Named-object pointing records
──────────────────────────────

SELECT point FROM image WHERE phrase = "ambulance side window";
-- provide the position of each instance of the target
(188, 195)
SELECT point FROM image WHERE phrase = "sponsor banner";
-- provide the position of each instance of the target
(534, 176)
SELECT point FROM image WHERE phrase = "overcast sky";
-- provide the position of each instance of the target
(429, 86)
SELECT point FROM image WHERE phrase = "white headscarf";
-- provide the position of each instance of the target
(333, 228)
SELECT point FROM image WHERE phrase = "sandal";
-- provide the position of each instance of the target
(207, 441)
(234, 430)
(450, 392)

──────────────────────────────

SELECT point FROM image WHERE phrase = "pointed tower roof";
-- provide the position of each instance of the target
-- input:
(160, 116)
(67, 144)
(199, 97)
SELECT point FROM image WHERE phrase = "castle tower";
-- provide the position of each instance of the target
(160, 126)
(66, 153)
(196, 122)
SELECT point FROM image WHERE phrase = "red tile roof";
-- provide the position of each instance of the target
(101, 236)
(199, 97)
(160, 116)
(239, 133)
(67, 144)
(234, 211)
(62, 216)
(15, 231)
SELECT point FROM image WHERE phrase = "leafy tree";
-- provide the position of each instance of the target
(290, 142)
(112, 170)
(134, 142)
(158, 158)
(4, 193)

──────────────────────────────

Pull out every line of the data above that contains the string "tower", treating uppercase and lowercase as distinct.

SELECT point FROM image WHERE phrase = "pointed tower roof";
SELECT point FROM image WHERE phrase = "castle tower";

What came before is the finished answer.